--- start Record extracts ---

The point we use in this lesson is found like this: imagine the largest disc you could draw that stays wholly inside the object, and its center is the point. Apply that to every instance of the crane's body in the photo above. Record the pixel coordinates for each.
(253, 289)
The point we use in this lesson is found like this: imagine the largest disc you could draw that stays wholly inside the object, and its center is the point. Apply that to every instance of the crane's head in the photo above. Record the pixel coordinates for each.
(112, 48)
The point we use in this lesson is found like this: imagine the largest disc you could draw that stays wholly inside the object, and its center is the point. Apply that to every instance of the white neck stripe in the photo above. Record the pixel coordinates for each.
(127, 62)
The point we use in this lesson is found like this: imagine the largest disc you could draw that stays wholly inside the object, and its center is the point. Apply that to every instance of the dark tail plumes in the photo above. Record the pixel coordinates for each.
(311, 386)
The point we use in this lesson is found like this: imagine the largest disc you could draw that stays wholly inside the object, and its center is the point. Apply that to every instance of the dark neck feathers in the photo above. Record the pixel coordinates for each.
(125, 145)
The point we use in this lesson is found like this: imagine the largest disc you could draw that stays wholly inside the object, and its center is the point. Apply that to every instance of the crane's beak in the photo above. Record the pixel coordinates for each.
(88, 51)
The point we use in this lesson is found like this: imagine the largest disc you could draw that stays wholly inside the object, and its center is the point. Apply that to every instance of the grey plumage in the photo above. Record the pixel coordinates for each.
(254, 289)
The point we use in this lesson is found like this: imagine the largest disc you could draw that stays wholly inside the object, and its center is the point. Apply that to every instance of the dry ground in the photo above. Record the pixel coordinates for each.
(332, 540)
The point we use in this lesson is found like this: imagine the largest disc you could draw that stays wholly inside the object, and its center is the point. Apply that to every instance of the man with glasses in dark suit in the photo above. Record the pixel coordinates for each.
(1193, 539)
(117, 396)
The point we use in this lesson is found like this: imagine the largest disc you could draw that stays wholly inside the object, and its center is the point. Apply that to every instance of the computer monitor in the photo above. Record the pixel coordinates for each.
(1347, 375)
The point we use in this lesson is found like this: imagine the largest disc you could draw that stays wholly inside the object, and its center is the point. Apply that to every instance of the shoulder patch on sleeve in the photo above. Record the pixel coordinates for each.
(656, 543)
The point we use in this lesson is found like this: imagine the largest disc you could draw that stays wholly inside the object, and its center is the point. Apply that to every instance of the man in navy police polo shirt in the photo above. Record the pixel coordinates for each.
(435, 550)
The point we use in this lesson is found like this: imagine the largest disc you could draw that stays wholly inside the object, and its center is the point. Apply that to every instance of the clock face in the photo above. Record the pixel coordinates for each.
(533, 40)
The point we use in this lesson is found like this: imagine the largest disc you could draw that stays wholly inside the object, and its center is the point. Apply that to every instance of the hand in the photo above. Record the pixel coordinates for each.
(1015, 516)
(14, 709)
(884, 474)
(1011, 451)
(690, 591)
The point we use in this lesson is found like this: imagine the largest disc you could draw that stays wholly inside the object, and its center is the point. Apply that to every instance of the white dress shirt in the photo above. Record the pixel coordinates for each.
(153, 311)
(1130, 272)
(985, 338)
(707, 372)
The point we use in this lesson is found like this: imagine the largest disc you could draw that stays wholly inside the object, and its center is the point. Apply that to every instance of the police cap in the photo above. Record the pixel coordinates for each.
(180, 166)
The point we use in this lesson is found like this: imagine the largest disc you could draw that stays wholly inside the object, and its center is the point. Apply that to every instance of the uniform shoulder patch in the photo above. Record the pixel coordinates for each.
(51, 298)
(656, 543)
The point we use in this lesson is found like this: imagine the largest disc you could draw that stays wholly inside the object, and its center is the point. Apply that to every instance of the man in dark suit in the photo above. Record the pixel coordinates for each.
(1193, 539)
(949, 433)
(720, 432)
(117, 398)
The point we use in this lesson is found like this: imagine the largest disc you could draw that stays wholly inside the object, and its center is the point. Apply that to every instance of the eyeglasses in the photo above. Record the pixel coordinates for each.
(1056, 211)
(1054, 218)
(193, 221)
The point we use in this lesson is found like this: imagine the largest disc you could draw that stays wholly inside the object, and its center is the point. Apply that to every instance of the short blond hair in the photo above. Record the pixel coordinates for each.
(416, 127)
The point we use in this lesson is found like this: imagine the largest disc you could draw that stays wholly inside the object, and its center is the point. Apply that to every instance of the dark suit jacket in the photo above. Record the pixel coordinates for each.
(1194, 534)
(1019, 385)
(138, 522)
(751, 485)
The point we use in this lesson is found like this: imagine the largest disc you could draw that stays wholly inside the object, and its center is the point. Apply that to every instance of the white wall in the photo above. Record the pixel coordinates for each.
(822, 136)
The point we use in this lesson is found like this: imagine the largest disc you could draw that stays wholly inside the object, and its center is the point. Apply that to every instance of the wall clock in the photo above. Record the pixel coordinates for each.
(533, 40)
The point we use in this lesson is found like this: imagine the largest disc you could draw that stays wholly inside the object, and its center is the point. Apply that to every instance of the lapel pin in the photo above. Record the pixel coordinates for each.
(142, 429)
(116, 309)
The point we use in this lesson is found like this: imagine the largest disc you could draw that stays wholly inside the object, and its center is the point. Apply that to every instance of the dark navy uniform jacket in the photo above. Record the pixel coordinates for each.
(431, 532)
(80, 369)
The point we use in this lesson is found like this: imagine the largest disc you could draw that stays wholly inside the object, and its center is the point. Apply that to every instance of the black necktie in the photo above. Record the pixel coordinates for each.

--- end Record extracts ---

▶ [Aim of the exercise]:
Could you reproduce the items above in the stretch from the line containing "the dry ground" through the line containing "(1347, 375)", keeping each item's wording as is, but with every coordinate in the answers multiplied by 2 and rounded to whole numbers, halves rounded up?

▶ [Written reply]:
The point we use in this lesson is found like this: imagine the largest disc you could draw that stays wholly inside the object, and its center is the point. Apply that to every instance of the dry ground in the photo above. Record the pixel coordinates for each.
(664, 1080)
The point we use in this lesson is found like this: imagine the largest disc you could draw that stays wholly inside the object, and its center is the point. Apply that to every instance of the man with glasses in dark suit in the photo above. Record the pixel coordinates for each.
(2386, 1078)
(234, 792)
The point we use in this lesson is found like this: imagine the largest disc you could draw that stays wholly inside the object, and its center is the point. Apply that to every instance of the computer monitor in the photo above. Record the pixel coordinates for each.
(2694, 750)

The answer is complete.